▶ [REQUEST]: Lay out every line of these records as a numbered list, leaving out any blank lines.
[Start of SOURCE DATA]
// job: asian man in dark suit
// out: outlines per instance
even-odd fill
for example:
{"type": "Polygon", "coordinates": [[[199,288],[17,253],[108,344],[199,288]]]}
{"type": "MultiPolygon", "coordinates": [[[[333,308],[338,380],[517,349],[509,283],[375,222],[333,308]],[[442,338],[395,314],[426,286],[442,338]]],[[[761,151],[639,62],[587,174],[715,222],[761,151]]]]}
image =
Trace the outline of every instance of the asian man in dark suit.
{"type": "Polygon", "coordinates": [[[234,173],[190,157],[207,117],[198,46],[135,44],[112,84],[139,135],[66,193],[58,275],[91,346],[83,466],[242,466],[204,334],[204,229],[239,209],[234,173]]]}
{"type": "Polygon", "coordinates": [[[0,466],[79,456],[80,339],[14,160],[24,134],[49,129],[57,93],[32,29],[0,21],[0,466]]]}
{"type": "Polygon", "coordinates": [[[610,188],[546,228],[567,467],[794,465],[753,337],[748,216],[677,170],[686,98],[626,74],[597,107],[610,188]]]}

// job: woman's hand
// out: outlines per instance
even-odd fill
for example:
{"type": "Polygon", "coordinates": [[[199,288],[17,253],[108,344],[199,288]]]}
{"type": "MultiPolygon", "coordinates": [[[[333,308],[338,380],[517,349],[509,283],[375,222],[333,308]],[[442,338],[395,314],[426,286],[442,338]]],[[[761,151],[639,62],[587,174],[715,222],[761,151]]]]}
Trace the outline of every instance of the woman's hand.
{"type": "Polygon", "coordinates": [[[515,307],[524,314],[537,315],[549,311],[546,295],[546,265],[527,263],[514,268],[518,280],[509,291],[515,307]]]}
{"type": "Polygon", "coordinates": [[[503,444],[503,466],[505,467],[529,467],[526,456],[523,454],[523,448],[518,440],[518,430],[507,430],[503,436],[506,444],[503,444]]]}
[End of SOURCE DATA]
▶ [RESULT FOR THIS EXERCISE]:
1. // job: asian man in dark suit
2. // out: outlines per instance
3. even-odd fill
4. for example:
5. {"type": "Polygon", "coordinates": [[[199,288],[17,253],[108,344],[199,288]]]}
6. {"type": "MultiPolygon", "coordinates": [[[[333,308],[338,380],[517,349],[509,283],[375,222],[333,308]],[[442,338],[395,314],[426,286],[442,338]]],[[[761,151],[639,62],[587,174],[715,222],[761,151]]]]}
7. image =
8. Trace the outline of every instance of the asian man in dark suit.
9. {"type": "Polygon", "coordinates": [[[234,173],[190,157],[207,117],[198,46],[135,44],[112,84],[139,135],[66,193],[58,275],[91,346],[83,466],[242,466],[204,334],[204,229],[239,209],[234,173]]]}
10. {"type": "Polygon", "coordinates": [[[0,466],[79,456],[80,339],[14,160],[24,134],[49,129],[57,93],[32,29],[0,21],[0,466]]]}
11. {"type": "Polygon", "coordinates": [[[610,188],[546,228],[567,467],[794,465],[753,337],[748,216],[677,170],[686,98],[626,74],[597,107],[610,188]]]}
12. // job: woman's hand
13. // out: outlines per instance
14. even-odd fill
15. for example:
16. {"type": "Polygon", "coordinates": [[[199,288],[17,253],[108,344],[199,288]]]}
17. {"type": "MultiPolygon", "coordinates": [[[[333,308],[338,380],[517,349],[509,283],[375,222],[333,308]],[[442,338],[395,314],[426,286],[442,338]]],[[[761,151],[639,62],[587,174],[715,222],[761,151]]]]}
18. Trace the outline of every instance of the woman's hand.
19. {"type": "Polygon", "coordinates": [[[515,307],[524,314],[537,315],[549,311],[546,295],[546,265],[527,263],[514,268],[518,280],[509,291],[515,307]]]}
20. {"type": "Polygon", "coordinates": [[[503,444],[503,466],[505,467],[529,467],[526,456],[523,454],[523,448],[518,440],[518,430],[507,430],[503,436],[506,444],[503,444]]]}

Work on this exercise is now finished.